▶ _Task prompt_
From the article on Cheslin Kolbe, pull out the passage from "Cheslin Kolbe is" up to and including "in the world.", word for word.

▶ _Page text_
==========

Toulouse's Kolbe has pep in step
Van Niekerk is a cousin of Olympic 400m champion
"You would pay money to see Kolbe and Jordan Larmour on the same field, wouldn't you?"
This throwaway line at the conclusion of Stuart Lancaster's media responsibility on Monday set the tone for the most explosive individual one-on-one in Europe this weekend.
The South Africa wing has set the global game on fire from his interventions for the Springboks in The Rugby Championship to his outrageous stop-start, acceleration and here-there darting movement for Toulouse in the Top-14 and in the Champions Cup.
Even the experienced Englishman was unable to nail down a description of the wing wizard.
"Pff, where do you want to start?" he asked. "I mean I've seen him run around people, dodge around people and then I saw him score another try where he actually ran through the 10, just ran over him.
"I mean you think he doesn't look huge but he ran through the middle of a ruck the other day, and yeah he's got incredible feet."
There is a lot to back up the theory that genetics provides a man-made advantage for those lucky enough to inherit natural gifts.
Cheslin Kolbe is a cousin to South Africa's sprint sensation Wayde van Niekerk, the 400 metres world record holder and 2016 Olympic champion.
Van Niekerk even managed to break Michael Johnson's 43.03 mark and is the only man to break 10 seconds for 100m, 20 seconds for 200m and 44 seconds for the 400m, an achievement that must put him in the conversation of the best athlete in the world.
During the Olympics in Rio, Van Nierkerk's cousin Kolbe, from the same town of Kraaifontein, Cape Town, was busy winning a bronze medal in the rugby Sevens.
The cousins, one year apart, are very close friends and even played rugby on the same school team at Belville Primary in Capoe Town, before Van Niekerk decamped for Bloemfontein and the famed Grey College.

==========

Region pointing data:
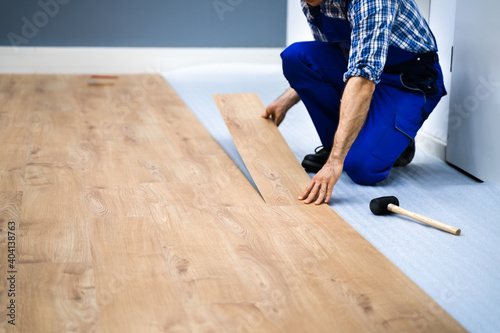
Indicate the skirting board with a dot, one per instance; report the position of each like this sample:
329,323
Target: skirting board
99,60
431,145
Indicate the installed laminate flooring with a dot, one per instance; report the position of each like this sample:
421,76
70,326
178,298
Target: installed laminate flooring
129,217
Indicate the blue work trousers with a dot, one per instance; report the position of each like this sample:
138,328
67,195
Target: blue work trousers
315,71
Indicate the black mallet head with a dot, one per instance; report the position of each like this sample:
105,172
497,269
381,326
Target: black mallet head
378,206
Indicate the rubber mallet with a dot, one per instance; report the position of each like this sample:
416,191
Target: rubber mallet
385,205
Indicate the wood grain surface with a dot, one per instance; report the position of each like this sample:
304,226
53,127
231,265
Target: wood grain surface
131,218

==========

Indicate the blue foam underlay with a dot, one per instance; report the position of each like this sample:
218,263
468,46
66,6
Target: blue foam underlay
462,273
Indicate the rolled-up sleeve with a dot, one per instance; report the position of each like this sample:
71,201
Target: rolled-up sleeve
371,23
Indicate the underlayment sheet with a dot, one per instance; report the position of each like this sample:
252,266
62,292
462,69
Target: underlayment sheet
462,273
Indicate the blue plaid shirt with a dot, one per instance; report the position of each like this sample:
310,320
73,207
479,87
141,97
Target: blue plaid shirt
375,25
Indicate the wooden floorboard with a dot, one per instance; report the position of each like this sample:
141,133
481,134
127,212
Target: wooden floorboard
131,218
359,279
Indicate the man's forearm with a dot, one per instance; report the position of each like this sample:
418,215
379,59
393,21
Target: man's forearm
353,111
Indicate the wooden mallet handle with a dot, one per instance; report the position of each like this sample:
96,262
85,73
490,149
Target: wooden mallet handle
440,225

==========

▶ _Finished task_
Cheslin Kolbe is a cousin to South Africa's sprint sensation Wayde van Niekerk, the 400 metres world record holder and 2016 Olympic champion.
Van Niekerk even managed to break Michael Johnson's 43.03 mark and is the only man to break 10 seconds for 100m, 20 seconds for 200m and 44 seconds for the 400m, an achievement that must put him in the conversation of the best athlete in the world.